By: Jeffrey Spenner
For some people, board games are only bits of cardboard, wood or plastic. They’re just spaceship models or dungeon maps or dense rulebooks, a bit of fun after a strenuous week at the office. I know they’re more because they helped give me back my wife. After she was critically injured in a car crash, I watched her slowly, and in fits and starts, reclaim her speech, her movement, and her brain functionality with a broad diet of tabletop games.
Massive internal trauma. She has a lacerated spleen, collapsed right lung, broken clavicle. Her lower jaw is broken into three pieces. The right cheekbone is separated from the rest of her skull. . . multiple broken bones in her chest and back. . . I struggled to process and mentally catalog the laundry list of issues the medical resident was matter-of-factly relaying to me. “But we’re not really immediately concerned with any of that at the moment,” he continued. I blinked, surprised. He told me that I needed to sign a piece of paper allowing him to cut into my wife’s head. The most important and threatening thing to her, he told me, is that she has suffered what’s called a diffuse axonal injury. It’s a traumatic brain injury, it’s severe and they needed to relieve pressure now to make sure the brain damage she’d already suffered didn’t worsen.

DATASET EXTRACT =
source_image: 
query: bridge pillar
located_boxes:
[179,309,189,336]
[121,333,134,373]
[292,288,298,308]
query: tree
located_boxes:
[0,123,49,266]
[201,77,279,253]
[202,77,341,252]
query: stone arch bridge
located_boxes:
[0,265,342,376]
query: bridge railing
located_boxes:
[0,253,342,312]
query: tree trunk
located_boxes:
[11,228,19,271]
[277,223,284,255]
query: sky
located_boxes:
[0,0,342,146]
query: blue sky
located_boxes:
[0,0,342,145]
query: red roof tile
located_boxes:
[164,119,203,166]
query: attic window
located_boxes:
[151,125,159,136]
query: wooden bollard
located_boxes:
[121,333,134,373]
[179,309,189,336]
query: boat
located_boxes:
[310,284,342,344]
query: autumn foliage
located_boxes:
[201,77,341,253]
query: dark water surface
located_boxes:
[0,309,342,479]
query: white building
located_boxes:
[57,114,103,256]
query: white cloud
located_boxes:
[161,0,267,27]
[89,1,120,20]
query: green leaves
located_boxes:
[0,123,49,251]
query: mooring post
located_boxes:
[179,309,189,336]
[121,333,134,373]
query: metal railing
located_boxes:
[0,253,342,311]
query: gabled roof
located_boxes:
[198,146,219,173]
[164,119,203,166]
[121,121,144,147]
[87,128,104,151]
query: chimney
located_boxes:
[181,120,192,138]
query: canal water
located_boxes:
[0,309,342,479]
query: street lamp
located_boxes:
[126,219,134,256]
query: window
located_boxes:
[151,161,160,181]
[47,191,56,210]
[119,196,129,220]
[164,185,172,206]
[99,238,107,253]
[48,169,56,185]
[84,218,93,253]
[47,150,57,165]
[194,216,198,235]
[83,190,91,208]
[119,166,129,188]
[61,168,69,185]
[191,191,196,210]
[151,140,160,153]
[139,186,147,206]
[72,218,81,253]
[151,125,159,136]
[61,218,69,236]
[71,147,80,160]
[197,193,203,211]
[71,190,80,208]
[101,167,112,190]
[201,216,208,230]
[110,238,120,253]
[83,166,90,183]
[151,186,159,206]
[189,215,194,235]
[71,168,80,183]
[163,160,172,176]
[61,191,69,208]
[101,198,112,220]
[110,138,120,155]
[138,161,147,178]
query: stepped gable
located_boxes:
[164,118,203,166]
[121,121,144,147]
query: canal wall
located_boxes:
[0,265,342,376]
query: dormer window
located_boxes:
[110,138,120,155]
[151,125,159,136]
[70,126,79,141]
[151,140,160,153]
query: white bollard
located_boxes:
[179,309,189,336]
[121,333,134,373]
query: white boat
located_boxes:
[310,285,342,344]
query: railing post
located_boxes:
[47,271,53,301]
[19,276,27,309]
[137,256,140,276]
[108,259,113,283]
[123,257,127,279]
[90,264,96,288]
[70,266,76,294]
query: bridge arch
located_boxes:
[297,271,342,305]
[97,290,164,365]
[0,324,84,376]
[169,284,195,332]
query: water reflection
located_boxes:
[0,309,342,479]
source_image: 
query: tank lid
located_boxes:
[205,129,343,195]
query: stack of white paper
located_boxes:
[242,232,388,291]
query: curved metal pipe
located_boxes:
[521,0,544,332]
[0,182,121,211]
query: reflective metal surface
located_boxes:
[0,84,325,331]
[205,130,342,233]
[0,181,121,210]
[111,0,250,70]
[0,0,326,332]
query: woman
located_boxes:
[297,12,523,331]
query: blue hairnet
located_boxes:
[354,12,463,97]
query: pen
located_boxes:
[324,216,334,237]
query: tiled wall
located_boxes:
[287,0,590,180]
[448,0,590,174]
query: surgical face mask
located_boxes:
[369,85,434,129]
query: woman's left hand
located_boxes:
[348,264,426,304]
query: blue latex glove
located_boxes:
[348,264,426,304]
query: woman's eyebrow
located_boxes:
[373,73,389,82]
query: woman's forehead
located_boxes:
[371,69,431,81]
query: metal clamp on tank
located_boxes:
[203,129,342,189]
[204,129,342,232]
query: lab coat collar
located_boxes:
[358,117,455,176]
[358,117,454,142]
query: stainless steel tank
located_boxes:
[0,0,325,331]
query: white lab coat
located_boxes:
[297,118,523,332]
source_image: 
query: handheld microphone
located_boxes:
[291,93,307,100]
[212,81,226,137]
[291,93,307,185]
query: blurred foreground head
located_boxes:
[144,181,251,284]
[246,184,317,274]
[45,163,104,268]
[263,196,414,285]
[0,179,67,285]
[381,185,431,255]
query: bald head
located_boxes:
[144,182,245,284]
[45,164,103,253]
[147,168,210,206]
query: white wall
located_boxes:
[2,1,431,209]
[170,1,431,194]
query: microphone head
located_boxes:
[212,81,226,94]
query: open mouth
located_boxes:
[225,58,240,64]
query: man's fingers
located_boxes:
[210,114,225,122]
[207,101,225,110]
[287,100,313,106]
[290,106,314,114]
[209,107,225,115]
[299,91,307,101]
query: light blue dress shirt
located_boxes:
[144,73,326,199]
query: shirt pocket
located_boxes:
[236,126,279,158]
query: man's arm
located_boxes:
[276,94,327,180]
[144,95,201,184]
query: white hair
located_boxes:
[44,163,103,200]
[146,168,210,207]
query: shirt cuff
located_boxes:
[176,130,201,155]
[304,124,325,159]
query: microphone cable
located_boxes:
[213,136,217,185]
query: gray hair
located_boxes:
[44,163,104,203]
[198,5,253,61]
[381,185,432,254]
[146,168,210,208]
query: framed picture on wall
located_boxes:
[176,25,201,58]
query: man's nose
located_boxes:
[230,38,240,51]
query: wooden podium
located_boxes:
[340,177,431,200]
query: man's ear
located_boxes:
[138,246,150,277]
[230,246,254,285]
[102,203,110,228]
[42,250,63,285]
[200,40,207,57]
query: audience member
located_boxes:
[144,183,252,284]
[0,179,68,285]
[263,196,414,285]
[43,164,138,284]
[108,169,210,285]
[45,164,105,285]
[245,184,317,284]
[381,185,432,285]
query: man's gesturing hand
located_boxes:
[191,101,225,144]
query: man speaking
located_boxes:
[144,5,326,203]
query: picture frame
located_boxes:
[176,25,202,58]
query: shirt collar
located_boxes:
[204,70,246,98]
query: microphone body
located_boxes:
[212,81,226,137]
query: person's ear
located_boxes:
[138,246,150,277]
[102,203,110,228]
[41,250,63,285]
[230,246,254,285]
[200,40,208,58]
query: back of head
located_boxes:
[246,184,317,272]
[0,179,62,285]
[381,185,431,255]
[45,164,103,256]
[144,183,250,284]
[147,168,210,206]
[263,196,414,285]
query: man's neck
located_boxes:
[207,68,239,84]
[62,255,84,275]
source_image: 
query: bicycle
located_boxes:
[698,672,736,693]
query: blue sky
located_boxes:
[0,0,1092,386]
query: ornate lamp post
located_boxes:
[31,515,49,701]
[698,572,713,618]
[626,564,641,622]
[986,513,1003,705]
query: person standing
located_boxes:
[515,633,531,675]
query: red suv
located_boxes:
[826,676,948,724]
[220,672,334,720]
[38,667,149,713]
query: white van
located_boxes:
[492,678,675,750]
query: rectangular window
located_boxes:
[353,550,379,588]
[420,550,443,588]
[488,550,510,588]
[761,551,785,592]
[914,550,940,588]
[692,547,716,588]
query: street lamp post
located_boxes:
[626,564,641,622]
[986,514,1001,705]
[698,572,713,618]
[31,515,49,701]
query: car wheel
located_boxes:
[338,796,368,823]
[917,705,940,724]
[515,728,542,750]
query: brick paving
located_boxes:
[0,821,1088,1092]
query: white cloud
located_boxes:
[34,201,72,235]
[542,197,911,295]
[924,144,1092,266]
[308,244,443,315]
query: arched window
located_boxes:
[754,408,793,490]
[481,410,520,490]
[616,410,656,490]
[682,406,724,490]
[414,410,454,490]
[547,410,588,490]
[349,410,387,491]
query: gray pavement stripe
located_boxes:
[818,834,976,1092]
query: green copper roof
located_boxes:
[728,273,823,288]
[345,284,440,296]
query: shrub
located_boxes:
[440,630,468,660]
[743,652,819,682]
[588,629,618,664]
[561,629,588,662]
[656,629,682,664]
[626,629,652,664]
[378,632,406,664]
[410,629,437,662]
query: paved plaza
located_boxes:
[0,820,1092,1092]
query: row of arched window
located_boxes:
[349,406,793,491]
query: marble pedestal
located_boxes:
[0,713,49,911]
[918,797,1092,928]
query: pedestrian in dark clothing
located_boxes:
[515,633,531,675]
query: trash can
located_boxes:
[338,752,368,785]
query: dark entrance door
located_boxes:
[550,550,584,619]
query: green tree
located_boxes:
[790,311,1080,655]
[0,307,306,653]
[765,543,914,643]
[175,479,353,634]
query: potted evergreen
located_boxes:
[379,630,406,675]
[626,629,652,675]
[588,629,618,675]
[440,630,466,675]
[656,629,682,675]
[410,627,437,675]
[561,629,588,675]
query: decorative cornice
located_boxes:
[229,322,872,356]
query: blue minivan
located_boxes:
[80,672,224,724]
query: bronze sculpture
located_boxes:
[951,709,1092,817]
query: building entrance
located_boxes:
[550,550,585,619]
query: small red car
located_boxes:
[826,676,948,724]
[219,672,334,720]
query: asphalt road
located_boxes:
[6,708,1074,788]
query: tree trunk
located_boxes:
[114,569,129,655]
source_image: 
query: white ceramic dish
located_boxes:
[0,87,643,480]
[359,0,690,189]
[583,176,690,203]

WORK INSTRUCTIONS = Continue the essay about board games and recovery from a brain injury, starting right after its final sentence.

RESPONSE TO THE TASK =
All of this happened after I received a phone call on July 14, 2016 that changed my life. I arrived home after work to start dinner, but before I could start, my phone rang urgently. It was University of Missouri Healthcare. “There’s been a car accident,” the operator told me, “You need to get here immediately.” They could tell me no more over the phone, so, for the next two hours, I sat quietly in a friend’s truck hurtling down the highway while my world silently crashed around me.